Goal -> Count the lines in the items below that contain the word "mercedes", matching case exactly. Reply with the number only.
-- Start of Task inputs --
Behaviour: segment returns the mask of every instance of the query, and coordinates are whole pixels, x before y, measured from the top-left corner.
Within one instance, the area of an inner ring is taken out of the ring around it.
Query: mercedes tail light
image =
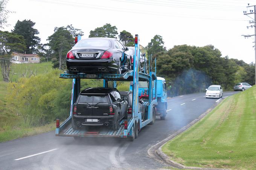
[[[76,114],[76,106],[74,106],[73,108],[73,115],[75,115]]]
[[[75,57],[74,57],[72,51],[70,51],[67,53],[67,58],[69,58],[70,59],[75,59]]]
[[[106,51],[103,54],[103,55],[101,56],[101,59],[104,58],[109,58],[112,56],[113,54],[109,51]]]
[[[110,115],[114,115],[115,114],[113,112],[113,107],[112,106],[109,106],[109,114]]]

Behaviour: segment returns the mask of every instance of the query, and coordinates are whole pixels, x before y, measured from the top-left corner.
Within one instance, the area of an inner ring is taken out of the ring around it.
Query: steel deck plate
[[[92,137],[123,137],[124,126],[120,126],[117,130],[112,130],[111,127],[96,126],[83,126],[81,129],[74,130],[70,124],[63,130],[61,131],[56,136],[80,136]]]

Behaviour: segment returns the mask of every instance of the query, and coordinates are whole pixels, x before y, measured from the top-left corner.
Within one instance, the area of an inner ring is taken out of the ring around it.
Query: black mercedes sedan
[[[121,74],[131,68],[128,49],[116,39],[89,38],[78,41],[67,55],[67,73]]]
[[[128,98],[122,97],[115,88],[88,88],[79,94],[73,106],[72,127],[105,126],[114,130],[127,117]]]

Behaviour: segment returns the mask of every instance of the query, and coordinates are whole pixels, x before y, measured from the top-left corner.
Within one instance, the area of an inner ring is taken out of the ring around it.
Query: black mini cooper
[[[127,97],[115,88],[88,88],[79,94],[73,106],[72,127],[82,125],[110,126],[119,128],[120,122],[127,117]]]
[[[121,74],[131,70],[131,55],[116,39],[89,38],[78,41],[67,55],[67,73]]]

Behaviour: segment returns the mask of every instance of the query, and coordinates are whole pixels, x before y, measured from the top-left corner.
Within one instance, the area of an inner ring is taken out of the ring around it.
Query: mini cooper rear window
[[[106,95],[81,95],[78,103],[96,104],[98,103],[108,103],[107,96]]]
[[[89,39],[78,42],[74,47],[111,47],[111,42],[108,40],[100,39]]]

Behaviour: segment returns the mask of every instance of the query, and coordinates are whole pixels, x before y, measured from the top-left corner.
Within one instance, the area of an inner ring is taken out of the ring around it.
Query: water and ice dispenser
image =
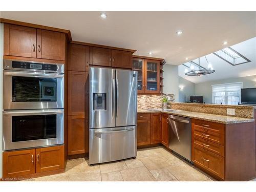
[[[93,93],[93,110],[106,110],[106,93]]]

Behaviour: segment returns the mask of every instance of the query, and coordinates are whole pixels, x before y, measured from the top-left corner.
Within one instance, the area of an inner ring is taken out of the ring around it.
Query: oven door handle
[[[64,110],[9,110],[4,111],[3,114],[10,116],[21,115],[55,115],[63,114]]]
[[[4,70],[4,75],[18,76],[20,77],[56,77],[63,78],[64,74],[63,73],[54,73],[47,72],[24,72],[22,71],[15,70]]]

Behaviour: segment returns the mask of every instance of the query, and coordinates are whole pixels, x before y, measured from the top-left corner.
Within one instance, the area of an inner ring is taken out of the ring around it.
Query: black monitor
[[[241,89],[241,103],[256,104],[256,88]]]

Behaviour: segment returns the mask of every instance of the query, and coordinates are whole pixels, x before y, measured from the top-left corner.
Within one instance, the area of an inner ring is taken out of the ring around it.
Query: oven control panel
[[[24,61],[12,61],[13,68],[36,69],[47,71],[56,71],[57,65],[54,64],[38,63]]]

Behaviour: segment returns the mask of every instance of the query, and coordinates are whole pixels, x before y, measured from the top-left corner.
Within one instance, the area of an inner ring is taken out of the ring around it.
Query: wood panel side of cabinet
[[[162,135],[161,124],[161,113],[152,113],[151,114],[150,144],[161,142]]]
[[[4,25],[4,54],[25,57],[36,57],[36,29]]]
[[[36,173],[64,168],[64,145],[38,148],[35,151]]]
[[[68,115],[89,115],[89,73],[68,72]]]
[[[35,173],[34,148],[3,153],[3,177],[22,176]]]
[[[69,44],[69,71],[89,72],[89,46]]]

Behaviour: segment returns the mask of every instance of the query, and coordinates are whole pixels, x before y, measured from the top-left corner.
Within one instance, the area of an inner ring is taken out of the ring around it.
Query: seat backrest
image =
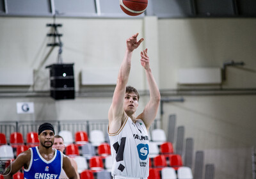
-- End of Task inputs --
Solution to this exercise -> 2